■ To do ■
Please transcribe every entry below exactly as written.

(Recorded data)
Content starts

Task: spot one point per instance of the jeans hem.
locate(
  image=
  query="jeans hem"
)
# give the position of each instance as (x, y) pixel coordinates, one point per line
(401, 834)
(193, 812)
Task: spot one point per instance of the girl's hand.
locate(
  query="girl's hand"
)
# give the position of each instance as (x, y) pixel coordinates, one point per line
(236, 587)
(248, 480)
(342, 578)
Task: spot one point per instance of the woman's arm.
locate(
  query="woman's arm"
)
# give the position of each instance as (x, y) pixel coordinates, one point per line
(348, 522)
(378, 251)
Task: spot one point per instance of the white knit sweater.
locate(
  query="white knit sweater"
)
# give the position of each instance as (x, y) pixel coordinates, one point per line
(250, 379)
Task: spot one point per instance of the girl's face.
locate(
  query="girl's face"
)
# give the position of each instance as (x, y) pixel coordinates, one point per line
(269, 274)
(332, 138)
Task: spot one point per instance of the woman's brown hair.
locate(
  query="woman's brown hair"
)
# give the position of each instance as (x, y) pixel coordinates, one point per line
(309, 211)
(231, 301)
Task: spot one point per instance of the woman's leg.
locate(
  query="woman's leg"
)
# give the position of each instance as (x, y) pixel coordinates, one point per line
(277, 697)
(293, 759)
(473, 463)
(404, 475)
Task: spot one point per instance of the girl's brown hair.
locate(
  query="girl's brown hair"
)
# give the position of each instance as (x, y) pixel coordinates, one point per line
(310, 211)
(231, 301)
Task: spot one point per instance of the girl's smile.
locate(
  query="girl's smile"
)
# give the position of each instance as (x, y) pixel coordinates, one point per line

Content ends

■ Solution to this problem ■
Task: spot one point per instance of the jeans hem.
locate(
  image=
  query="jeans hem"
)
# give the position of each instance as (x, y) pixel coordinates, one point per line
(401, 834)
(193, 812)
Task: spot one point per instance of the girl's hand.
locate(
  query="girl's hand"
)
# give the position of each instance as (x, y) pixel coordinates, one point per line
(236, 587)
(248, 480)
(342, 578)
Task: spot one point per instance of the woman's arm.
locate(
  query="woman's arm"
)
# give the position of each instance as (x, y) pixel coordinates, one point per line
(348, 522)
(378, 251)
Task: spot one point per instance of the white knit sweater.
locate(
  query="white knit sweater"
)
# give the position of each instance as (x, y) pixel coordinates, one point per line
(250, 379)
Task: spot one point per instance of the girl's face.
locate(
  query="girl's face"
)
# give the position of each instance as (x, y) pixel coordinates, one point per line
(269, 274)
(332, 138)
Task: spot one point per instance of the woman's brown hair.
locate(
  query="woman's brown hair"
)
# give the position of each instance as (x, y) pixel coordinates, one point per line
(309, 211)
(231, 301)
Task: spot one point per instance of the woman's leg.
locate(
  query="woman's leg"
)
# give the position of each instance as (x, y) pixel coordinates, one point per line
(277, 697)
(293, 759)
(473, 463)
(404, 475)
Task: spot one point per instance of the girl's brown hair.
locate(
  query="girl's brown hair"
)
# give the position of each instance as (x, y) pixel coordinates, one point per line
(310, 211)
(231, 301)
Task: spot one point per instance of the girl's smile.
locate(
  query="girl's smile"
)
# give the position of each instance as (x, y) pixel coordinates, one point per line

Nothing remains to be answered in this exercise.